» Record excerpts
-- BEGIN --

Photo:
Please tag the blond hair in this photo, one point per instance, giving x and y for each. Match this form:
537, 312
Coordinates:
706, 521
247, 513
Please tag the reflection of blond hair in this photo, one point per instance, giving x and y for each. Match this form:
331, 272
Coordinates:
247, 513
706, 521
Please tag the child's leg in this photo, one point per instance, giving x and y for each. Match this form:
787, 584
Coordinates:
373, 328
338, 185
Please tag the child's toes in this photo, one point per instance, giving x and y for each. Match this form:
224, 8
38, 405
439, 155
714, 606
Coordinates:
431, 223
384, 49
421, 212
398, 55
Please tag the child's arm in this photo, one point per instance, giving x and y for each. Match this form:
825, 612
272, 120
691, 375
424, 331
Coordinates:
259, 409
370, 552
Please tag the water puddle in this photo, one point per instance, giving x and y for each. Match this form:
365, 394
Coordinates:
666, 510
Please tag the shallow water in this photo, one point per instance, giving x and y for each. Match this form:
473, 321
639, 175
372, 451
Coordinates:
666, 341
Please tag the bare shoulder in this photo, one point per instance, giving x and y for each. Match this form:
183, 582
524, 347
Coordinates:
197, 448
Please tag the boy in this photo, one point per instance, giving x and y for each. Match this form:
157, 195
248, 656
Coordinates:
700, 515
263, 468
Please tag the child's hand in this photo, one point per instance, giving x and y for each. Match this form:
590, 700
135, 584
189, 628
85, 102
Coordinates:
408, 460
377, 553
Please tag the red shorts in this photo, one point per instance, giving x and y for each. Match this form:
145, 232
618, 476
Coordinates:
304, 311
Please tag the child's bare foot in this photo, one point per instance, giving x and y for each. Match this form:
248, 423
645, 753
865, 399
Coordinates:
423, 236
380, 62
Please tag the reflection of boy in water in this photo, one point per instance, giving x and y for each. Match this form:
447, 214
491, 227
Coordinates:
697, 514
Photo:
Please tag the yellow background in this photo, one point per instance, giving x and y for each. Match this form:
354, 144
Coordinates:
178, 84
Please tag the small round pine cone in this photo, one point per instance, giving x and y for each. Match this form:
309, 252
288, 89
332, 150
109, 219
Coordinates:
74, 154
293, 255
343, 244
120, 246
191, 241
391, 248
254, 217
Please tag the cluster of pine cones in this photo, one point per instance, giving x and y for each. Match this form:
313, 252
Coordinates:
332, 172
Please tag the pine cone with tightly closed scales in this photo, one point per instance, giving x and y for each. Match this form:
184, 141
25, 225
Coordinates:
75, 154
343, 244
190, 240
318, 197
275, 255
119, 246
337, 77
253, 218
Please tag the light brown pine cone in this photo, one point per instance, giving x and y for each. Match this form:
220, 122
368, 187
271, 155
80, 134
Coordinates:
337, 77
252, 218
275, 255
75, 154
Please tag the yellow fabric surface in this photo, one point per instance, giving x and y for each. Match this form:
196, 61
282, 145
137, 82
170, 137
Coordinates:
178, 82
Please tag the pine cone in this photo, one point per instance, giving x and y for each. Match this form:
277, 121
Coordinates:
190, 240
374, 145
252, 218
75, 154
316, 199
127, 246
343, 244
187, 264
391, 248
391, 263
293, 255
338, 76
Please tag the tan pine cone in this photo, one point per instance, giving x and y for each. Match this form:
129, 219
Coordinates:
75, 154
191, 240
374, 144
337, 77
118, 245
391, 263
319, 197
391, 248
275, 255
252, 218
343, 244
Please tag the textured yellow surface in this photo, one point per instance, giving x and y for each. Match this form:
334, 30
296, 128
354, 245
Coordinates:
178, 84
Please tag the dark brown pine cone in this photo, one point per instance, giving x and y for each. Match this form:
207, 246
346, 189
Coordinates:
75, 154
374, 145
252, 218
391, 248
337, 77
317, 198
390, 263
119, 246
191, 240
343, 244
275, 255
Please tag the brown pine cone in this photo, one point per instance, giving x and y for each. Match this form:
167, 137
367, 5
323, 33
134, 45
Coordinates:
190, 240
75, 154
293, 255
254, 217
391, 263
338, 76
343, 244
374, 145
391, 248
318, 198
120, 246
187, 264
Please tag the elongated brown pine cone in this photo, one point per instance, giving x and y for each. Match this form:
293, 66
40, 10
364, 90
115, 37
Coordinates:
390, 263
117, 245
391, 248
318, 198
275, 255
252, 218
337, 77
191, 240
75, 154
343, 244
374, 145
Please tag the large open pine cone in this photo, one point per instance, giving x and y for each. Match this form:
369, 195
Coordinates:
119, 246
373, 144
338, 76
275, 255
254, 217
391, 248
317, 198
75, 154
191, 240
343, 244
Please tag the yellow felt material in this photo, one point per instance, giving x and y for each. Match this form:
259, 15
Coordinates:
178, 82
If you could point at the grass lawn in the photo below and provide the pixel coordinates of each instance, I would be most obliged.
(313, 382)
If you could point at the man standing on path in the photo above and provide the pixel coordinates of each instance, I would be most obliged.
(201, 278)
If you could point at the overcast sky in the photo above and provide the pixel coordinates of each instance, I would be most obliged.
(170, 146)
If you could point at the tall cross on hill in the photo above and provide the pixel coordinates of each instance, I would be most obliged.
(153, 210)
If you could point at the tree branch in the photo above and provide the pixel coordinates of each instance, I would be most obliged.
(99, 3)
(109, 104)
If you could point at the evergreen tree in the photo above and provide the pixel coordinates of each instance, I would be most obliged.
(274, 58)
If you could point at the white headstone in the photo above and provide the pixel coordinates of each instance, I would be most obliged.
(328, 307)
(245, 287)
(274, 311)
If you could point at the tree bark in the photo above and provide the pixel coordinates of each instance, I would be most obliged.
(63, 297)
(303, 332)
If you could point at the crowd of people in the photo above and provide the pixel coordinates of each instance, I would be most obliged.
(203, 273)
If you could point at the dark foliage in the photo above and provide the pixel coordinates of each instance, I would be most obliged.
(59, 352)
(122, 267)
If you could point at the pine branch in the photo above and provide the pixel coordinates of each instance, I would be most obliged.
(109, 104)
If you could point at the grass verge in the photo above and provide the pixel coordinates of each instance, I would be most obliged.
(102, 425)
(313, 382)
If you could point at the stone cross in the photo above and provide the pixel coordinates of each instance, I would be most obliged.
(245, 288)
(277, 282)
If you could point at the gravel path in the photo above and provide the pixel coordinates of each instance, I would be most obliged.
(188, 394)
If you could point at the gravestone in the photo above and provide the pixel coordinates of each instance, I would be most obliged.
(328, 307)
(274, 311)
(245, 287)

-- END --

» What you are asked to do
Each line from the one with "If you could point at the crowd" through the last line of the records must be written out word for word. Include nothing else.

» Completed exercise
If you could point at the crowd of people in the photo above and provide the pixel coordinates of each instance, I would be most obliged.
(203, 273)
If you could point at the dark foliage in the photo above and provide the pixel coordinates of each instance, I would be most obliged.
(59, 352)
(122, 267)
If you could point at the pine branch in the photo above and provide the pixel coordinates of each instance, I would be most obliged.
(109, 104)
If you could point at the grass verge in the photo above and provide the pixel coordinates of each instance, I would be most obliged.
(102, 425)
(313, 382)
If you could point at the stone cross in the photo above and provide the pixel coordinates of each instance, I would be most obliged.
(245, 288)
(277, 282)
If you could point at the gravel path in the photo above and provide the pixel coordinates of each instance, I would be most obliged.
(188, 394)
If you could point at the gravestone in the photo above and provide the pixel coordinates of each instance, I would be most obliged.
(328, 307)
(274, 311)
(245, 287)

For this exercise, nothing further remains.